(How to complete this task)
Rewrite the text about Ayrshire from "British-bred Thoroughbred racehorse" up to and including "died in 1910.", putting "breeding horse" in place of "stallion".

(Text passage)
——

British-bred Thoroughbred racehorse

Ayrshire (1885-1910) was a British Thoroughbred racehorse and sire. In a career that lasted from 1887 to 1889 he ran sixteen times and won eleven races. After winning five races as a two-year-old he became the leading British three-year-old colt of 1888 when he won the 2000 Guineas at Newmarket and the Derby at Epsom. He failed in his bid to win the English Triple Crown when beaten in the St Leger at Doncaster but returned in 1889 for a successful campaign which included a win in the Eclipse Stakes at Sandown. He was retired to stud at the end of the year and had a modestly successful career as a stallion. He died in 1910.

==Background==
Ayrshire was a dark-coated bay, praised for his “beauty” and “symmetry”, bred by his owner William Cavendish-Bentinck, 6th Duke of Portland a Conservative politician and landowner. Among the Duke’s other horses were the undefeated St. Simon and the 1889 Derby winner Donovan. He was sent into training with George Dawson at his Heath House Stable in Newmarket, Suffolk.

Ayrshire's sire, Hampton was a successful stayer who won both the Goodwood Cup and the Doncaster Cup. Hampton was Champion sire in 1887 and sired, in addition to Ayrshire, the Derby winners Ladas and Merry Hampton as well as the influential sires Bay Ronald and Royal Hampton. Ayrshire’s dam Atalanta, who had once been sold for half a Crown, was a successful racehorse who went on to produce several good winners including the St. James's Palace Stakes winner Troon.

——

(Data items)
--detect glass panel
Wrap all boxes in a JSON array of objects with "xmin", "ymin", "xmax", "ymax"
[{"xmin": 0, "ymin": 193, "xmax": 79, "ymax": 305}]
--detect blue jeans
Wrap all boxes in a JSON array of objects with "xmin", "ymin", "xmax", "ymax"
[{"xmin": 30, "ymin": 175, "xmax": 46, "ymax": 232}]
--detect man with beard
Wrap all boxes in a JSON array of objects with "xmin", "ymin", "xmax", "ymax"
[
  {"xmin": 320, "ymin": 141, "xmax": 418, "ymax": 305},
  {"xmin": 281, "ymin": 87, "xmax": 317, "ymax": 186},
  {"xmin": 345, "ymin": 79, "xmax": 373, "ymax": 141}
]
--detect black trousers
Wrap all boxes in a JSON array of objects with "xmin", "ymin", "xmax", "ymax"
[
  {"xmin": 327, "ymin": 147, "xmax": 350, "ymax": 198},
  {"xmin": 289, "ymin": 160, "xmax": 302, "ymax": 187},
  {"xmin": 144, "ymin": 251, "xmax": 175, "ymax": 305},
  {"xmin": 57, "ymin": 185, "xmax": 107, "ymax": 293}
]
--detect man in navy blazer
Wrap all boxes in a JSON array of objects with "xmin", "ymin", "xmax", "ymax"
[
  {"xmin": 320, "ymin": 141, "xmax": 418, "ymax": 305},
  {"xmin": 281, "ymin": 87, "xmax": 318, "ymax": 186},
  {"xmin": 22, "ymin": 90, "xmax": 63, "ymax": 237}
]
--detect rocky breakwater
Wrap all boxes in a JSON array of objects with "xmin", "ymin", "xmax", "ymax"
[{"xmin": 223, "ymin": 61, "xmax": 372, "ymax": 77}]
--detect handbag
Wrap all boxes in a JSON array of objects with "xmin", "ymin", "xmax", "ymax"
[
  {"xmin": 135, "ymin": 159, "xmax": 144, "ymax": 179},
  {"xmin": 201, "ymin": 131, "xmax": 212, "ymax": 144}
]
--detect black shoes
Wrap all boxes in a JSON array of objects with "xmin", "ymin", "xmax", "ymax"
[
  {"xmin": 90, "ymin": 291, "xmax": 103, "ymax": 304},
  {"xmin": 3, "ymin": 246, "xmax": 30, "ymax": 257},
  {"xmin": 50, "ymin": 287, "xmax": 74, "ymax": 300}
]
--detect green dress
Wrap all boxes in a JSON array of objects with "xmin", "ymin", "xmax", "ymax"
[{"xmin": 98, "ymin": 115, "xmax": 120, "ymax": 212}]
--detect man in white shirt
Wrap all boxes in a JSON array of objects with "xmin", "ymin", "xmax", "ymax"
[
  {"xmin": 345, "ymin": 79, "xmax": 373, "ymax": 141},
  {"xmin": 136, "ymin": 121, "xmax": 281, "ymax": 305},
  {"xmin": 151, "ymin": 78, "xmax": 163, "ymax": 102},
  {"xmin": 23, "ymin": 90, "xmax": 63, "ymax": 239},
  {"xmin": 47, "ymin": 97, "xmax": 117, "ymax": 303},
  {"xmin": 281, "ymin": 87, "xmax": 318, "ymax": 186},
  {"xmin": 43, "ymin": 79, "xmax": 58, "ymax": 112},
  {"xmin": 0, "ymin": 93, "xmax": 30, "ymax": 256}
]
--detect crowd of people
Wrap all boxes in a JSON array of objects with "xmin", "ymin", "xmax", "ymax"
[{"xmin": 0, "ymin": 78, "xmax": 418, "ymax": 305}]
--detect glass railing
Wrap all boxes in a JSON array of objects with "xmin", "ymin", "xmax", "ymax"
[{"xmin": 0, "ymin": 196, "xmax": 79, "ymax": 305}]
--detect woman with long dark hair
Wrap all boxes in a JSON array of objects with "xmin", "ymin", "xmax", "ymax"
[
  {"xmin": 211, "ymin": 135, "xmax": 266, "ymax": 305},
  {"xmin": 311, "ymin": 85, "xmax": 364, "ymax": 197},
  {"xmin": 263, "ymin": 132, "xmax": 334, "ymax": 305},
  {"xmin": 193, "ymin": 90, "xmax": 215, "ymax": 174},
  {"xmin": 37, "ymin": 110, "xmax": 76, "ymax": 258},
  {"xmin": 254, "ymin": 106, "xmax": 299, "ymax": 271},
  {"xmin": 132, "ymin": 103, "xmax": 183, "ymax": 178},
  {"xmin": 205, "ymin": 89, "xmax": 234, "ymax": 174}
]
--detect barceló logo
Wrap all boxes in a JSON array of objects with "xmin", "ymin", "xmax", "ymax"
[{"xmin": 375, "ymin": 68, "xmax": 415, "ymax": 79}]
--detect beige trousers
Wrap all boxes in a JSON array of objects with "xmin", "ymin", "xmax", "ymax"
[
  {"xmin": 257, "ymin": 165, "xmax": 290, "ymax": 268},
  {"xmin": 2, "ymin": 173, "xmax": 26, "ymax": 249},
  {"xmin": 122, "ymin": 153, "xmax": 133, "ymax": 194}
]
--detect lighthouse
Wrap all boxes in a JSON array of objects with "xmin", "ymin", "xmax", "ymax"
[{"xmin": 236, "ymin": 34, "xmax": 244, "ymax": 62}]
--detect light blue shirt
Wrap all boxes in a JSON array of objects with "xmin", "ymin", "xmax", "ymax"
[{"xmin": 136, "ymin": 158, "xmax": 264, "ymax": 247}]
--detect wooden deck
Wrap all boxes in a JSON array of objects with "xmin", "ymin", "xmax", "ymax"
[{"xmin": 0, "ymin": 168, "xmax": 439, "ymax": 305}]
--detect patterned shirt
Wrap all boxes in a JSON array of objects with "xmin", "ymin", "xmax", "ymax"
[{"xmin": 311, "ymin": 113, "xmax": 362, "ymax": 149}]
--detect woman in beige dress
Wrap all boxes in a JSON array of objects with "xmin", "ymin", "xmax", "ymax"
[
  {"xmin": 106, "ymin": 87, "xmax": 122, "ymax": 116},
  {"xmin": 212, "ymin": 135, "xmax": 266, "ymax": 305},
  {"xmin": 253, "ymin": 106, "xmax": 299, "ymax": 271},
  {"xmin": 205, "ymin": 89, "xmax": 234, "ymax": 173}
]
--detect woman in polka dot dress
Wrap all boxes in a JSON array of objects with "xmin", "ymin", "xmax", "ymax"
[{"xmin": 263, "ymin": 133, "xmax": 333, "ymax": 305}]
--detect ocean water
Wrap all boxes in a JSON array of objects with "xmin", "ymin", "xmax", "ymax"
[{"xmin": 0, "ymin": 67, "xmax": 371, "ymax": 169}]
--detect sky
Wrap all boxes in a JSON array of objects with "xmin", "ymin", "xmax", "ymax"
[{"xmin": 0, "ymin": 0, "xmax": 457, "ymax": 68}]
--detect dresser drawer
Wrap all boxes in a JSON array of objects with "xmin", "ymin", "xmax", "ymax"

——

(Solved exercise)
British-bred Thoroughbred racehorse

Ayrshire (1885-1910) was a British Thoroughbred racehorse and sire. In a career that lasted from 1887 to 1889 he ran sixteen times and won eleven races. After winning five races as a two-year-old he became the leading British three-year-old colt of 1888 when he won the 2000 Guineas at Newmarket and the Derby at Epsom. He failed in his bid to win the English Triple Crown when beaten in the St Leger at Doncaster but returned in 1889 for a successful campaign which included a win in the Eclipse Stakes at Sandown. He was retired to stud at the end of the year and had a modestly successful career as a breeding horse. He died in 1910.